──────── MATERIAL FOR THIS EXERCISE
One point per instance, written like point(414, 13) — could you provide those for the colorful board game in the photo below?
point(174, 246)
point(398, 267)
────────────────
──────── MATERIAL FOR THIS EXERCISE
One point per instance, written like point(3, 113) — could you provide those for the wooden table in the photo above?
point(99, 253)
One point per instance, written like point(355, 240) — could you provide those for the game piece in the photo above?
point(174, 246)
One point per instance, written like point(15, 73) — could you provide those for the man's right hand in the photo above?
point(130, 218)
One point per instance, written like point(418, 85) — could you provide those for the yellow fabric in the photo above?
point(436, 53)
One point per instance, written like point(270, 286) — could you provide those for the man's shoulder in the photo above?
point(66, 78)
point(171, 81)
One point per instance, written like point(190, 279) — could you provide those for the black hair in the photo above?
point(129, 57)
────────────────
──────── MATERIAL FOR THIS EXERCISE
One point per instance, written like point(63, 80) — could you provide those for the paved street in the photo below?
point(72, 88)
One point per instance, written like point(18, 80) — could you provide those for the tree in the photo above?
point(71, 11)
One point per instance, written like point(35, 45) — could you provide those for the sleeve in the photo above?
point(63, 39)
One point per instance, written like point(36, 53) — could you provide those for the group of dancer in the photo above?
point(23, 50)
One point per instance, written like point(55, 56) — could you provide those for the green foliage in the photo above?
────────────────
Reproduce the lines of the records verbatim, starting at the line that contains "One point per instance, written like point(355, 240)" and ending at the line that contains "point(130, 218)".

> **IN RESPONSE**
One point per instance, written like point(355, 240) — could you provide those for the game piece in the photo above?
point(174, 246)
One point per instance, written like point(15, 73) — could you provide those for the man's right hand in the photo above?
point(130, 218)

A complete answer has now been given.